INPUT FOR THIS TASK »
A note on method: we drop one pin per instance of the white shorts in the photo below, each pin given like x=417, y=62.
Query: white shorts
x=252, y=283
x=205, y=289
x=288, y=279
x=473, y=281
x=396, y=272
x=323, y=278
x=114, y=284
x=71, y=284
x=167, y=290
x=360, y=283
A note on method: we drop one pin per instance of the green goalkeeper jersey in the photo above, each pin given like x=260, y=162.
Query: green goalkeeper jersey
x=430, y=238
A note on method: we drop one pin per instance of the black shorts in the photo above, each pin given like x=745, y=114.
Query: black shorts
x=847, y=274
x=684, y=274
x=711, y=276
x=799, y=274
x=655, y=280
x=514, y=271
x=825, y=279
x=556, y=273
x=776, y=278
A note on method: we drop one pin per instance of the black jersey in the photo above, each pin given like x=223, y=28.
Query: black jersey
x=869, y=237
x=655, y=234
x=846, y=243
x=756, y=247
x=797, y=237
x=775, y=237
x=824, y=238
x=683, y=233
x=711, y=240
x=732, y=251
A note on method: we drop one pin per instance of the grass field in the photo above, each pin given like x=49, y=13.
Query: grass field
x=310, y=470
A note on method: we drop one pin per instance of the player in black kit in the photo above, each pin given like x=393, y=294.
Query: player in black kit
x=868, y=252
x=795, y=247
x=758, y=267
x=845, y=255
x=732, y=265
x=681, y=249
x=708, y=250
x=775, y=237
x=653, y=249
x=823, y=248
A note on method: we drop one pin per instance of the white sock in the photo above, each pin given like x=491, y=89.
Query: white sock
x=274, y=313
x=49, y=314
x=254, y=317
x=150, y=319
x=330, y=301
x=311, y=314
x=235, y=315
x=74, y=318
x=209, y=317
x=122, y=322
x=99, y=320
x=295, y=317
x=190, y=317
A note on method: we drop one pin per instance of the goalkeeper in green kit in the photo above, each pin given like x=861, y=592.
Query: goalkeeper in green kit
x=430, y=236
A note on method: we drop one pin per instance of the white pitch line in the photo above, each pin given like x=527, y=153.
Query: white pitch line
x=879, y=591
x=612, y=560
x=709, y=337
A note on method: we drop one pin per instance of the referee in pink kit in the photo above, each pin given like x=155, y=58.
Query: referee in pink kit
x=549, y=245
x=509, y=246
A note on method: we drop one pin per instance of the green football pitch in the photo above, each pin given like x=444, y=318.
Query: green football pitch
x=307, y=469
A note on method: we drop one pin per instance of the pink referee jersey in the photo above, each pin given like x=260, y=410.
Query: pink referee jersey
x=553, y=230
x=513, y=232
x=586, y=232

WRITTEN TASK » Only the lines from the one containing "like x=527, y=153." through the end of the entries above belong in the answer; repeat them exactly.

FULL ANSWER »
A note on method: we drop one pin per instance of the white pitch line in the photo above, each pin given like x=527, y=153.
Query: white pitch line
x=879, y=591
x=612, y=560
x=709, y=337
A note on method: we drop one pin per instance of the referee in pink kit in the photo above, each pin given like x=155, y=58.
Query: referee in pink kit
x=549, y=245
x=509, y=246
A note on method: we drop one pin per instance of the green football pitch in the photo above, each pin given like x=444, y=318.
Query: green football pitch
x=307, y=469
A note on method: we drop one pin per instance of the pink referee jersey in the photo above, each pin given like x=260, y=410.
Query: pink referee jersey
x=553, y=230
x=513, y=232
x=586, y=232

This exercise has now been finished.